▶ [DATA LINES]
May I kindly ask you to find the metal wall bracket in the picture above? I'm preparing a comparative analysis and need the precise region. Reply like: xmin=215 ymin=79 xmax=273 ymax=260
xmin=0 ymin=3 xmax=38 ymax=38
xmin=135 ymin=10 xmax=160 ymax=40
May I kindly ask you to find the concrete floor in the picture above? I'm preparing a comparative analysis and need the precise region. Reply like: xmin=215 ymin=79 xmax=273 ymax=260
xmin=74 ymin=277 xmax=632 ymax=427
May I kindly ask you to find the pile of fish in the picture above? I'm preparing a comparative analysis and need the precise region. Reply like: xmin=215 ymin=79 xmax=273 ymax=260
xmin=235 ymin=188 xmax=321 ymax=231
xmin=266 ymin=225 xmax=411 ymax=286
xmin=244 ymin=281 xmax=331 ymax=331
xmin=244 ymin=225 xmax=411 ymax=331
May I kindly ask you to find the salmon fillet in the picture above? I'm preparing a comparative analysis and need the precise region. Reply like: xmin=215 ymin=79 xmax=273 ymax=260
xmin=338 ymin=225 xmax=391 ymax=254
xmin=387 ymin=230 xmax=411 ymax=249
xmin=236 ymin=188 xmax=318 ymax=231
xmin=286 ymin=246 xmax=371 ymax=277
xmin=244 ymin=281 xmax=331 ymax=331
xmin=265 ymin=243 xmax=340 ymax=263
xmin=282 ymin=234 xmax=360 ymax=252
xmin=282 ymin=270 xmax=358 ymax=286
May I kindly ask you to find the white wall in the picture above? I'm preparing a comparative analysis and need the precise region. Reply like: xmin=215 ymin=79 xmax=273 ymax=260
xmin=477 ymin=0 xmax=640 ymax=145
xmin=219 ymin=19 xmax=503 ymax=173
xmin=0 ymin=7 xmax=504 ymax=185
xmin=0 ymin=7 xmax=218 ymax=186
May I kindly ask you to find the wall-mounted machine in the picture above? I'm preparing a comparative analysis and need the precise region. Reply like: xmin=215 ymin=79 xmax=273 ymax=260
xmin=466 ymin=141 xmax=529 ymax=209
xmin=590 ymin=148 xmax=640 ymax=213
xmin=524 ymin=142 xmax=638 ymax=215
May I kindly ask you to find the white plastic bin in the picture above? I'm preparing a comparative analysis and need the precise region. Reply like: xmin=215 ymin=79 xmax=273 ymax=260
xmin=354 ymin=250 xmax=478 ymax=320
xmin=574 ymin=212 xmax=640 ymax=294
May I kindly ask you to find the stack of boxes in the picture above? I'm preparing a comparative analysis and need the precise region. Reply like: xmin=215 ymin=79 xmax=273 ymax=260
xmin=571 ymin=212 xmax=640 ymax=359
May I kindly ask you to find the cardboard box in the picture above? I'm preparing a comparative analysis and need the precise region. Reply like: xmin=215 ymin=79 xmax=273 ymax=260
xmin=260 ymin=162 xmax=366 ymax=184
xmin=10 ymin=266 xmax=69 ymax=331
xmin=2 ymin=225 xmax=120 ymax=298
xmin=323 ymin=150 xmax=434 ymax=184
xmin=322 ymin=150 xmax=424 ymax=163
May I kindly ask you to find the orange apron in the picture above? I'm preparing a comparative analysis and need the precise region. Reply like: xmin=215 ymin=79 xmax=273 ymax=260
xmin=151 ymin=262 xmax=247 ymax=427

▶ [STATED EXERCISE] Reproduce every one of the records above word for word, with each line unchanged and in its original order.

▶ [RESULT OF THIS TASK]
May I kindly ask you to find the metal wall bracket in the picture above? I'm preparing a comparative analysis and need the precise region. Reply like: xmin=215 ymin=79 xmax=273 ymax=260
xmin=0 ymin=3 xmax=38 ymax=38
xmin=135 ymin=10 xmax=160 ymax=40
May I kindly ask you to find the concrete floor in the picture above? I'm preparing a comparative analysis and need the precise region. Reply like: xmin=215 ymin=79 xmax=273 ymax=260
xmin=74 ymin=277 xmax=632 ymax=427
May I kindly ask you to find the pile of fish in the picture above? I'm preparing a comparative analysis and need the precise region. Reply like: xmin=215 ymin=79 xmax=273 ymax=260
xmin=235 ymin=188 xmax=321 ymax=231
xmin=266 ymin=225 xmax=411 ymax=286
xmin=244 ymin=281 xmax=331 ymax=331
xmin=244 ymin=225 xmax=411 ymax=331
May I kindly ask you to find the salmon fillet in the picture above? I'm preparing a comparative analysis and need the precise region. Reply like: xmin=215 ymin=79 xmax=273 ymax=260
xmin=338 ymin=225 xmax=391 ymax=254
xmin=387 ymin=230 xmax=411 ymax=249
xmin=236 ymin=188 xmax=318 ymax=231
xmin=286 ymin=246 xmax=371 ymax=277
xmin=244 ymin=281 xmax=331 ymax=331
xmin=265 ymin=243 xmax=340 ymax=263
xmin=282 ymin=234 xmax=360 ymax=252
xmin=282 ymin=270 xmax=358 ymax=286
May I kindly ask you to find the white wall in the picture above? I'm preparing a comparative analysis and need the precise region. Reply like: xmin=215 ymin=79 xmax=273 ymax=260
xmin=477 ymin=0 xmax=640 ymax=145
xmin=219 ymin=19 xmax=503 ymax=173
xmin=0 ymin=7 xmax=504 ymax=185
xmin=0 ymin=7 xmax=218 ymax=186
May I kindly ask you to find the wall-mounted machine in the picture above? I'm preparing a comparative analysis and need the precise region. Reply like: xmin=215 ymin=79 xmax=273 ymax=260
xmin=466 ymin=141 xmax=529 ymax=209
xmin=590 ymin=148 xmax=640 ymax=213
xmin=524 ymin=142 xmax=638 ymax=215
May I kindly ask you to find the white plastic bin in the picture above? I'm preparing a comparative analysis and need the precise region. Reply like: xmin=215 ymin=79 xmax=273 ymax=260
xmin=354 ymin=250 xmax=478 ymax=320
xmin=574 ymin=212 xmax=640 ymax=294
May I kindly ask you to find the stack of boxes in the picture above? I'm preparing a comparative analysis and need the precise region. Reply like: xmin=215 ymin=79 xmax=273 ymax=260
xmin=571 ymin=212 xmax=640 ymax=359
May I kindly ask you to find the cardboard box in the picture above? I'm preparing a comparative analysis and need the precise region. Reply like: xmin=215 ymin=79 xmax=273 ymax=260
xmin=260 ymin=162 xmax=366 ymax=184
xmin=10 ymin=266 xmax=69 ymax=331
xmin=2 ymin=225 xmax=120 ymax=298
xmin=323 ymin=150 xmax=434 ymax=184
xmin=322 ymin=150 xmax=424 ymax=163
May I kindly ask you to find the orange apron in the picture above? I'm preparing a comparative analysis and need the precise region. Reply like: xmin=215 ymin=79 xmax=273 ymax=260
xmin=151 ymin=262 xmax=247 ymax=427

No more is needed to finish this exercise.